[start TEXT SEGMENT]

The case of two generations is considered separately and can be treated
in a simple way which only supposes the existence of hierarchies among each
type of quarks and uses the observed smallness of the mixing angle.
The Yukawa matrices can be taken to be real, which we assume here.

First, we exploit the existence of  mass hierarchies for the
$u$- and $d$-type quarks, {\it i.e.} that $m_s \gg m_d$ and $m_c
\gg m_u$.
For each type of quarks, this hierarchy of masses requires that
at least one of the entries in the
corresponding Yukawa matrix $M$ must be larger than -- or equal to -- the
larger of the two quark masses;
otherwise all eigenvalues of $MM^T$ and $M^T M$
\footnote{The superscript ``$T$'' means ``transposed''.}
 would be smaller
than the scale $\Lambda$ set by the larger quark mass.
$M$ can have one, two, three or four entries larger or equal to $\Lambda$.
The case of four large entries can always be reduced to three by a right-handed
rotation which, for example, brings $M$ to the upper triangular form.
If there are three large entries, the sum and the product of the eigenvalues of
$MM^T$ are large, which mean that both quark masses are larger than
$\Lambda$.

[end TEXT SEGMENT]
[start DATA PROVIDED]

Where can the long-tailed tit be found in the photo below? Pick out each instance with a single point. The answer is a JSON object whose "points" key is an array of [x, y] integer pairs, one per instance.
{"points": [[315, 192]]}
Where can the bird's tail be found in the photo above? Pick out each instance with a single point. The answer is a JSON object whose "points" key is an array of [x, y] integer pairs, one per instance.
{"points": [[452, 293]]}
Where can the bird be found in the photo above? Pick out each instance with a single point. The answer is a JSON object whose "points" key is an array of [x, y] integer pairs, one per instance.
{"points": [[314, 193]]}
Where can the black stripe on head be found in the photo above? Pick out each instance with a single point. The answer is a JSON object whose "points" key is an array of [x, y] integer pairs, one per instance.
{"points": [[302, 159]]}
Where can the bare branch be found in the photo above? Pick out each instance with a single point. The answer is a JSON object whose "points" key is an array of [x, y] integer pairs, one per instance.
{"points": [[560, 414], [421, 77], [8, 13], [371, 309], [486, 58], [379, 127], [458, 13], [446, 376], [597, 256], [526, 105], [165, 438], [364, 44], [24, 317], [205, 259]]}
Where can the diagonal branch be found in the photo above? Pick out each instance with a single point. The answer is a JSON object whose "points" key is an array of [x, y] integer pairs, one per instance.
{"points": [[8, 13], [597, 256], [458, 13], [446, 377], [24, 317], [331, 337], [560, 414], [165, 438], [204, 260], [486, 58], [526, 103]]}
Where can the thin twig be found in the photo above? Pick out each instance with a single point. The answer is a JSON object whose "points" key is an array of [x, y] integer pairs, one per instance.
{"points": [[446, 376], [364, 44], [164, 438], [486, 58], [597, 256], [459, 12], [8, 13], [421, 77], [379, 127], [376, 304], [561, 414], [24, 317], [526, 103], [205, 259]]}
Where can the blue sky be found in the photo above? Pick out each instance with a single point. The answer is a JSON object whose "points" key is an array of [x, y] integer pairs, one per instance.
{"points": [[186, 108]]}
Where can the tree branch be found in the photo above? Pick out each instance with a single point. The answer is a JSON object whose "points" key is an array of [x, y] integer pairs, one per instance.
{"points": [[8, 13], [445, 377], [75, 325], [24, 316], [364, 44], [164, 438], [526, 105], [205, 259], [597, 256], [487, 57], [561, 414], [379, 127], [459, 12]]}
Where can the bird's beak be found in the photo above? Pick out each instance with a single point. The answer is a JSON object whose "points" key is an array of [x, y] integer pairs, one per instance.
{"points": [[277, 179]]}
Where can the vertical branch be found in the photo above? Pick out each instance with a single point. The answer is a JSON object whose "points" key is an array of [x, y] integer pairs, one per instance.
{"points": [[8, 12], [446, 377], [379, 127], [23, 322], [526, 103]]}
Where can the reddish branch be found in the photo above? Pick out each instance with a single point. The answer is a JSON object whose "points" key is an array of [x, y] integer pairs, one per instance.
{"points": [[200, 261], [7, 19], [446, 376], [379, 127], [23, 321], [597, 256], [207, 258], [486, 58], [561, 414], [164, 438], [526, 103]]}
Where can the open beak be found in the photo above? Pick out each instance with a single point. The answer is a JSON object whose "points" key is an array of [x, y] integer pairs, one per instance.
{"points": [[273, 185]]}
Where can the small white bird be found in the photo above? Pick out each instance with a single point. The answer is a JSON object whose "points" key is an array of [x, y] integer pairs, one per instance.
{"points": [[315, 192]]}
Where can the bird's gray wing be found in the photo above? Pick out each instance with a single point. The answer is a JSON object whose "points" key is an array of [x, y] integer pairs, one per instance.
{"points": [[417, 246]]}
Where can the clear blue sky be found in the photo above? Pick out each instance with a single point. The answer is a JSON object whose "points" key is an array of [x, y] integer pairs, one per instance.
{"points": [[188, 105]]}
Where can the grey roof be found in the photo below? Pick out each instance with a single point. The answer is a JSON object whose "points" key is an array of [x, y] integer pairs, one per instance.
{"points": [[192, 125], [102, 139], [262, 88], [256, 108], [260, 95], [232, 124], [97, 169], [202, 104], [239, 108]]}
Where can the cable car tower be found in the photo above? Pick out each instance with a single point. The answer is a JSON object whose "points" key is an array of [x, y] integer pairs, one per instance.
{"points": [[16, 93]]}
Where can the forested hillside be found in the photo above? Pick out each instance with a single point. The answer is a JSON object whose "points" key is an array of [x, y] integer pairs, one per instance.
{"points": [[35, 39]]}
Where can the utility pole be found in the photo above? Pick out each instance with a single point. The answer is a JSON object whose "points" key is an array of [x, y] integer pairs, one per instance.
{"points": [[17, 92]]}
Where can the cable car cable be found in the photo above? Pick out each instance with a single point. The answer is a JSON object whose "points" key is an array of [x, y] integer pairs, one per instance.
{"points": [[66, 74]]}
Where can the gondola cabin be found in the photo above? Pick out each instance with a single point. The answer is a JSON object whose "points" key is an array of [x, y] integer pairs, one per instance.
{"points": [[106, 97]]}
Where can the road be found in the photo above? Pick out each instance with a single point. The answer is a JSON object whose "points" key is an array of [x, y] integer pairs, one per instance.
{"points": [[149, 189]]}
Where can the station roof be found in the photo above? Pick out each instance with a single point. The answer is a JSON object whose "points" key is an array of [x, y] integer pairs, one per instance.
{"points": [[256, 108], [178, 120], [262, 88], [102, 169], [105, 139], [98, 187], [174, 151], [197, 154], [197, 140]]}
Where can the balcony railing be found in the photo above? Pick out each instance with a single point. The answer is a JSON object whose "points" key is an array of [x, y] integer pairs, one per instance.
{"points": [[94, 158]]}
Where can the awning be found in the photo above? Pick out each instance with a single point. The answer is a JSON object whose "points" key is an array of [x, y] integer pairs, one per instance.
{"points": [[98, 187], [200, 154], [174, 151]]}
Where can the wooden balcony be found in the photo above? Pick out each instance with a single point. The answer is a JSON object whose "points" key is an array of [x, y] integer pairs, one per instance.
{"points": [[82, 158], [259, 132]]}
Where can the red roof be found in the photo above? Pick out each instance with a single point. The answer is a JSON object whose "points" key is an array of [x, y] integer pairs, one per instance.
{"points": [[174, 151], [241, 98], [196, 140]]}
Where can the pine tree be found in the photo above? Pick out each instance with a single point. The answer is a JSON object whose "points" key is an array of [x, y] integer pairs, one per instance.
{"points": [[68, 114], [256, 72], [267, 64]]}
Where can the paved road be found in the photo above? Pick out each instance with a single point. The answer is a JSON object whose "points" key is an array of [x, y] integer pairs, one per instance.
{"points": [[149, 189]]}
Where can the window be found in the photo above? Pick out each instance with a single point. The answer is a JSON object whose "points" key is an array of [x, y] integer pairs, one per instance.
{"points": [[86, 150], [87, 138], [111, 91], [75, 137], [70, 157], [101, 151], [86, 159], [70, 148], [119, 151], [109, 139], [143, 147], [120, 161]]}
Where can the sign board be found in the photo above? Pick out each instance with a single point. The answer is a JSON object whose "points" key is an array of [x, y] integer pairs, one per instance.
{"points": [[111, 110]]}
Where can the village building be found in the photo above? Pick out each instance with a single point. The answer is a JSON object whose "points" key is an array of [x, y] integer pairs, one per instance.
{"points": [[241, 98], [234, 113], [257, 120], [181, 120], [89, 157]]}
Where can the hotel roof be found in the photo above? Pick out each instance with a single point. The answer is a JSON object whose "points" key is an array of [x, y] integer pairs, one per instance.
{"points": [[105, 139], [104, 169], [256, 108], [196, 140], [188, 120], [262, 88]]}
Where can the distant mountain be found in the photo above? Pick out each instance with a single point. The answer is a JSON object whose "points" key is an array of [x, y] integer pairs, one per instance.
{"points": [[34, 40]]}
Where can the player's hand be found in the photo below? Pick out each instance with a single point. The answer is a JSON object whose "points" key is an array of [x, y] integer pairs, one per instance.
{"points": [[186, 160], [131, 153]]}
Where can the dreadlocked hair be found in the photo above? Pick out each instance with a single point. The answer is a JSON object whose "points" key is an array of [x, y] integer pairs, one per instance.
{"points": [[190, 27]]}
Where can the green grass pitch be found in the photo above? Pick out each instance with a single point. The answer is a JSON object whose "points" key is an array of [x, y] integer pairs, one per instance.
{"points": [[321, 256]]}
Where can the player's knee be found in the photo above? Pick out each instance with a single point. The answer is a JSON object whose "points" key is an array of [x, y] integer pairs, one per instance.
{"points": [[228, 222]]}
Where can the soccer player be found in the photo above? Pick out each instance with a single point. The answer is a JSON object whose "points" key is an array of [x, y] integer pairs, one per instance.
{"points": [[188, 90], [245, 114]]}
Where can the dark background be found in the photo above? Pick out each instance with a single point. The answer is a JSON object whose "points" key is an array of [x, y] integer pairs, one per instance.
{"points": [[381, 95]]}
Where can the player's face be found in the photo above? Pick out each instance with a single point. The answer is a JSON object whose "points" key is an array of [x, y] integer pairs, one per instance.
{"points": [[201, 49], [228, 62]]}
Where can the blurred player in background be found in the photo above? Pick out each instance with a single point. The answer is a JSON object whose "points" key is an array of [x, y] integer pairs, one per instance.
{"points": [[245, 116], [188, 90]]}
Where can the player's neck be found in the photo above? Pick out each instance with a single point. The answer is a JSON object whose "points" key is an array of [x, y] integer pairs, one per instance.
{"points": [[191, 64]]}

[end DATA PROVIDED]

> [WRITTEN REQUEST A] Reproduce the quark-mass passage word for word, everything from "First, we exploit" down to "equal to $\Lambda$.".
> [WRITTEN REQUEST B] In the quark-mass passage, what operation can always reduce the case of four large entries in $M$ to three?
> [WRITTEN REQUEST C] Write what comes next in the quark-mass passage, picking up after its final sentence.

> [TASK ANSWER A]
First, we exploit the existence of  mass hierarchies for the
$u$- and $d$-type quarks, {\it i.e.} that $m_s \gg m_d$ and $m_c
\gg m_u$.
For each type of quarks, this hierarchy of masses requires that
at least one of the entries in the
corresponding Yukawa matrix $M$ must be larger than -- or equal to -- the
larger of the two quark masses;
otherwise all eigenvalues of $MM^T$ and $M^T M$
\footnote{The superscript ``$T$'' means ``transposed''.}
 would be smaller
than the scale $\Lambda$ set by the larger quark mass.
$M$ can have one, two, three or four entries larger or equal to $\Lambda$.

> [TASK ANSWER B] A right-handed rotation, for example one that brings $M$ to the upper triangular form.

> [TASK ANSWER C]
The case with two large entries can be further reduced in that they
cannot be both on the diagonal, since, then, the two quark masses are again
larger than $\Lambda$. Furthermore, they  must be on the
same column. Suppose indeed that they are on the same line. A right-handed
rotation can then always reduce the number of large entries to one.
For instance
\footnote{Throughout the paper the use the abbreviated notations $c$ for
$\cos$ and $s$ for $\sin$. The subscripts referring to the corresponding
angles should avoid any confusion with the the charm and strange quarks.}
%
\begin{equation}
MR = \left(\begin{array}{cc} \Lambda_1 & \Lambda_2 \cr
                                 a     &     b \end{array}\right)
          \left(\begin{array}{rr} c_\varphi  &  s_\varphi  \cr
                                  -s_\varphi  &  c_\varphi \end{array}\right)
\rightarrow c_\varphi\left(\begin{array}{cc}
       \Lambda_1 + \Lambda_2^2/\Lambda_1 &  0 \cr
       a + b \Lambda_2/\Lambda_1 & -a \Lambda_2/\Lambda_1 +b
\end{array}\right)  \quad \text{for}\ s_\varphi = -c_\varphi \Lambda_2/\Lambda_1
\label{eq:MR}
\end{equation}
%
where $\vert\Lambda_{1,2}\vert \geq \Lambda$ and $\vert a \vert, \vert b
\vert \ll \Lambda$, has only one large entry at the $[1,1]$ position.
The same argument applies  when the two initial
large entries are on the second line.

Suppose, accordingly,  that the two large entries are on the same column,
and  use the freedom to make common left-handed rotations on both $u$
and $d$ type quarks:
%
\begin{equation}
LM = \left(\begin{array}{rr} c_\varphi  &  s_\varphi  \cr
                                  -s_\varphi  &  c_\varphi \end{array}\right)
   \left(\begin{array}{cc} \Lambda_1 & a \cr
                           \Lambda_2 & b \end{array}\right)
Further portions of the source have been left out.